**ACTION ITEM**
If a line in the listing below includes the string "pointed", pull it out.

[Opening ENTRIES PROVIDED section]

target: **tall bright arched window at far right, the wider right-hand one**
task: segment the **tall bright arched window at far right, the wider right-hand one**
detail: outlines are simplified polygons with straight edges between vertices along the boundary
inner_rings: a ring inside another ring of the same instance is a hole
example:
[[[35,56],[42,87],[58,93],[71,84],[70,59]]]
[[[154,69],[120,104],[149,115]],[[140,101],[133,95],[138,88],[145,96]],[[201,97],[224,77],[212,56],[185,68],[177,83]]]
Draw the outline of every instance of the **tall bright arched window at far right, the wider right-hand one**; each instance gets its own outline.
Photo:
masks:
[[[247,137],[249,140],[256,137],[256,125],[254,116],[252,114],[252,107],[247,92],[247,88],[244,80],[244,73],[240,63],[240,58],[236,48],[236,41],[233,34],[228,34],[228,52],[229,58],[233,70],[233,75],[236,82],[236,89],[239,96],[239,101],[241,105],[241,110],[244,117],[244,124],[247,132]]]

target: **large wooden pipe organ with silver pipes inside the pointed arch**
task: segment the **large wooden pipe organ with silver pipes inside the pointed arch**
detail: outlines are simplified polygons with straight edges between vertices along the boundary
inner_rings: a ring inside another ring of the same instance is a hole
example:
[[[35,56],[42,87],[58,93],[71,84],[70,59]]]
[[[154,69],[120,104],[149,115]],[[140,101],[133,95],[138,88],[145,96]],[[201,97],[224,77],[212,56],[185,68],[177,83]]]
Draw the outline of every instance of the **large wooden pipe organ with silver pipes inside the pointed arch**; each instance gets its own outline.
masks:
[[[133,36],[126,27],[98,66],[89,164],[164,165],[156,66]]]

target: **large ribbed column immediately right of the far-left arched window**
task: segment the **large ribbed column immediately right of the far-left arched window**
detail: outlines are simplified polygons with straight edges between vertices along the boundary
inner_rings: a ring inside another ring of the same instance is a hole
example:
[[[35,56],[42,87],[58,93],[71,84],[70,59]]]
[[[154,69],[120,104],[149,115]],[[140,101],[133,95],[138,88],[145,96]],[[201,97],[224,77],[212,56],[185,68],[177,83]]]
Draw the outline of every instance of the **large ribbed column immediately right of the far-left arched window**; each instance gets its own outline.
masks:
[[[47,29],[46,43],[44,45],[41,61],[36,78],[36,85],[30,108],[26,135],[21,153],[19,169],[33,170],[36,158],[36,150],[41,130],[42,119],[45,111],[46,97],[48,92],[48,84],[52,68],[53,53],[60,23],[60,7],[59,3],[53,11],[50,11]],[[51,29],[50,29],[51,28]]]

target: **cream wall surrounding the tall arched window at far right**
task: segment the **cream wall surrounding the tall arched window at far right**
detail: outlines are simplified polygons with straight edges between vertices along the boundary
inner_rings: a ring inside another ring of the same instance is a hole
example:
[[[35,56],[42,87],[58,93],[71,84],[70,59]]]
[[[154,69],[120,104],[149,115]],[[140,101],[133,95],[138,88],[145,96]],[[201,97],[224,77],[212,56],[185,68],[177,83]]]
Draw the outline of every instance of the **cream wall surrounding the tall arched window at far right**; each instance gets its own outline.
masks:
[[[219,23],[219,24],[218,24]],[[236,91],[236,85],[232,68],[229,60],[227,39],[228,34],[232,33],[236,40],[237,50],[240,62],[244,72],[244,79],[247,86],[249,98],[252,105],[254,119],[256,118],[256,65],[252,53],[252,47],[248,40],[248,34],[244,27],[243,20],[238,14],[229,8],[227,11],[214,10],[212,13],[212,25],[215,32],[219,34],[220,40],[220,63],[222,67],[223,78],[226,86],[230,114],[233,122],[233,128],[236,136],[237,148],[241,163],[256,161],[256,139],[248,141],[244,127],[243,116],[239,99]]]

[Closing ENTRIES PROVIDED section]

**ANSWER TO THE PROBLEM**
target: **large wooden pipe organ with silver pipes inside the pointed arch**
task: segment the **large wooden pipe organ with silver pipes inside the pointed arch**
Draw the outline of every instance of the **large wooden pipe organ with silver pipes inside the pointed arch**; each instance gets its own outline.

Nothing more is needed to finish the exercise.